- TRY IT
Return every entry exactly as it is written in the listing.

-=-=-

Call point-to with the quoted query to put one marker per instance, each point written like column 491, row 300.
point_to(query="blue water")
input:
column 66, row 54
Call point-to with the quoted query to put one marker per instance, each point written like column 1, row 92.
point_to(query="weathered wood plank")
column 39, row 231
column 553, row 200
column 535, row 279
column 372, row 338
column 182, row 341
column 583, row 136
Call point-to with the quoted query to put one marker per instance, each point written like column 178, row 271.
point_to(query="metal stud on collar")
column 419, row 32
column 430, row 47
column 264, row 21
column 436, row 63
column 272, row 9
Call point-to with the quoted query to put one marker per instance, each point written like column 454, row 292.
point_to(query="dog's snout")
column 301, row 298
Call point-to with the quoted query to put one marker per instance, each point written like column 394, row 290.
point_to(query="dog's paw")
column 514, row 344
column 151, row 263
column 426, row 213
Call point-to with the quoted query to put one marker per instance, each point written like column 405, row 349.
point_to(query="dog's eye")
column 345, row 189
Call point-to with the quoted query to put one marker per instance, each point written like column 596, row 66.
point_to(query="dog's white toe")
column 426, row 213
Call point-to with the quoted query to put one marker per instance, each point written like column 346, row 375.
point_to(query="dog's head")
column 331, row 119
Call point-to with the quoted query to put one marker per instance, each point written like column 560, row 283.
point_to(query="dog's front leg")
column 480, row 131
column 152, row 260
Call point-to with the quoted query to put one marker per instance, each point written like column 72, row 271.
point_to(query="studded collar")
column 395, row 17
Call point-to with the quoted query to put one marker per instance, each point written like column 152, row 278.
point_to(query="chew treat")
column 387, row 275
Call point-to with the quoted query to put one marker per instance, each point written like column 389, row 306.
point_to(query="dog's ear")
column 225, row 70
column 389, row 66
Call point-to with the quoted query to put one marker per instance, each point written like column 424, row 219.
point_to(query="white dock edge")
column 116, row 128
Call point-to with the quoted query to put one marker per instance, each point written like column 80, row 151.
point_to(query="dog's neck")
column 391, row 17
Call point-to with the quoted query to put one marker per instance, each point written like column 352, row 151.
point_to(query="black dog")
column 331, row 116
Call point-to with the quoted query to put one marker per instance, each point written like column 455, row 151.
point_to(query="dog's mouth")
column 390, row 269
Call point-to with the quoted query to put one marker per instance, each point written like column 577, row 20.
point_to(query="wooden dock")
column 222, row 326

-=-=-

- YOUR SOLUTION
Call point-to with the quoted query to put one marker per instance, each point written like column 491, row 300.
point_to(query="blue water")
input:
column 66, row 54
Call point-to with the quoted query to put one marker per instance, each point written like column 1, row 92.
point_to(query="weathered wood plank")
column 39, row 231
column 553, row 200
column 535, row 279
column 372, row 338
column 182, row 341
column 583, row 136
Call point-to with the quoted query to put one marker per instance, each point written like column 178, row 271.
point_to(query="metal stud on collar")
column 419, row 32
column 430, row 47
column 264, row 21
column 436, row 63
column 272, row 9
Call point-to with the quoted query to put one marker per instance, each point written like column 454, row 292.
point_to(query="dog's snout")
column 301, row 298
Call point-to with the quoted query to put one marker per instance, each point written like column 394, row 290.
point_to(query="dog's paw")
column 514, row 344
column 151, row 263
column 426, row 213
Call point-to with the quoted query to put one marker per instance, each point written like column 405, row 349.
point_to(query="dog's eye")
column 345, row 189
Call point-to with the quoted query to put one marker per instance, each point written like column 596, row 66.
point_to(query="dog's white toe")
column 426, row 213
Call point-to with the quoted query to put one marker per instance, each point written like column 346, row 375.
point_to(query="dog's head")
column 331, row 119
Call point-to with the quoted query to put one marker per instance, each point written like column 560, row 283.
point_to(query="dog's front leg")
column 480, row 131
column 152, row 260
Call point-to with the quoted query to put one marker per instance, each point written like column 72, row 271.
point_to(query="studded collar")
column 395, row 17
Call point-to with the quoted query to put one marker per instance, each point written like column 152, row 278.
point_to(query="chew treat")
column 387, row 275
Call point-to with the quoted query to put one marker per instance, each point written like column 389, row 306.
point_to(query="dog's ear")
column 225, row 70
column 389, row 66
Call point-to with the quoted query to put one marker per instance, each point written like column 424, row 219.
point_to(query="white dock edge")
column 116, row 128
Call point-to with the quoted query to put one marker per instance, each point written like column 80, row 151.
point_to(query="dog's neck")
column 391, row 17
Call point-to with the quoted query to put one marker per instance, each point written like column 352, row 151.
point_to(query="black dog")
column 331, row 116
Call point-to with the quoted query to put one marker per instance, each point written like column 455, row 151.
point_to(query="dog's mouth")
column 390, row 269
Call point-to with the quoted query to put one marker per instance, each point written like column 577, row 20.
point_to(query="wooden dock")
column 222, row 326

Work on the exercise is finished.